Data for this exercise START
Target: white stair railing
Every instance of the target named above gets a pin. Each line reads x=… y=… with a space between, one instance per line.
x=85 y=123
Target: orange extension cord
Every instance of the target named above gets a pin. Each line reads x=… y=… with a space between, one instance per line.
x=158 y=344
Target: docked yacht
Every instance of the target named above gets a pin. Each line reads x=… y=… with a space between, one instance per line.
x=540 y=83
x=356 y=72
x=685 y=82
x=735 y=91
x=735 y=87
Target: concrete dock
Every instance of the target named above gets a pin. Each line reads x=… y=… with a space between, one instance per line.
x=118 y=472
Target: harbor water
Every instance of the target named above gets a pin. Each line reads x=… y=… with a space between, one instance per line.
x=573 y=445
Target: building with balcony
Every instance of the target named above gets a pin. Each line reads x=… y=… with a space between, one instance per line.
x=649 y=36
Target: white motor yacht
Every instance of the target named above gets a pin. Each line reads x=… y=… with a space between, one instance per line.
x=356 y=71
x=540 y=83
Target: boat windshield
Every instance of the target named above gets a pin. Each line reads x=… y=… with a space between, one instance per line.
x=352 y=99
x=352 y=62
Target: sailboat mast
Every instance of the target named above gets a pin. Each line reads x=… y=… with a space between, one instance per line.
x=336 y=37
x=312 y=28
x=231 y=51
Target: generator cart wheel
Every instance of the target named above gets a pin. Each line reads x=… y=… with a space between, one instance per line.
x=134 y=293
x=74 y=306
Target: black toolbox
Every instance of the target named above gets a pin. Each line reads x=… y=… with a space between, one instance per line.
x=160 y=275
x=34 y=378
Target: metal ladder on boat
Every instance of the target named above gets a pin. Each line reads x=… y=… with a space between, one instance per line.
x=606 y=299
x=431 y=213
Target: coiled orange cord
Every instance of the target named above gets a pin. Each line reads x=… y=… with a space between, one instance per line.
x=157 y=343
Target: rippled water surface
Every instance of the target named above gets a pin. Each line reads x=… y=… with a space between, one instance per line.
Data for this exercise END
- Problem to work on
Find all the lines with "water" in the data and copy them.

- Answer area
Target: harbor water
Target: rippled water surface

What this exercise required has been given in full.